| What you are asked to do |
The answer must consist only of the lines from the line with "column 553, row 179" to the line with "column 340, row 150", both included, exactly as they stand below.

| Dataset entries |
────────────────────────────────────────

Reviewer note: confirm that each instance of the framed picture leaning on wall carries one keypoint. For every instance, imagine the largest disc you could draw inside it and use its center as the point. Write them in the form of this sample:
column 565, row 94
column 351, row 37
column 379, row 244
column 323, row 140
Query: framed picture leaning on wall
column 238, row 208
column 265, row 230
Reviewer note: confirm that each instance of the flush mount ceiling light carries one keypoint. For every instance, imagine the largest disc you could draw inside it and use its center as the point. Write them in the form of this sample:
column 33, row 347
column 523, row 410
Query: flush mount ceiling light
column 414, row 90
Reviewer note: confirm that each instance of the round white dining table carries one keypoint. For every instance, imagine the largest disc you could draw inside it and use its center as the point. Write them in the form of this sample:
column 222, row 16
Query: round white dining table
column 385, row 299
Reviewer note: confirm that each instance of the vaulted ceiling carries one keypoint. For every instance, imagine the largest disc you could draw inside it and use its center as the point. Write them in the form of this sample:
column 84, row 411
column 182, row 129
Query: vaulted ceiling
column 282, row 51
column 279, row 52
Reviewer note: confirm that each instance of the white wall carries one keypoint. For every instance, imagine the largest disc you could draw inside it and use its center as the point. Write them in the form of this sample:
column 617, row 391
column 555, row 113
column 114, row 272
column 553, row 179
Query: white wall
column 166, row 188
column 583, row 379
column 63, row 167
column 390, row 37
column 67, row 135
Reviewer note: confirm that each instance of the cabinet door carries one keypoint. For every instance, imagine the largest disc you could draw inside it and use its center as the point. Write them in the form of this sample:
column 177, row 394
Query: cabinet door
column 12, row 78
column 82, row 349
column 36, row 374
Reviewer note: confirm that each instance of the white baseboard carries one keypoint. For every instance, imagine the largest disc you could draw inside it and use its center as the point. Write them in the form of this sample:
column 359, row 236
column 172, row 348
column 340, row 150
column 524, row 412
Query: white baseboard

────────────────────────────────────────

| Result |
column 553, row 179
Query: white wall
column 166, row 188
column 583, row 379
column 63, row 167
column 390, row 37
column 67, row 135
Reviewer note: confirm that each instance of the cabinet door carries one keypoint. For every instance, imagine the largest disc you could draw inside it and use its center as the point. Write them in the form of this sample:
column 177, row 394
Query: cabinet door
column 12, row 78
column 82, row 349
column 36, row 374
Reviewer note: confirm that each instance of the white baseboard carries one keypoint. For every instance, imagine the largest disc you could draw inside it and use its center as the point. Write them in the form of this sample:
column 359, row 236
column 172, row 348
column 340, row 150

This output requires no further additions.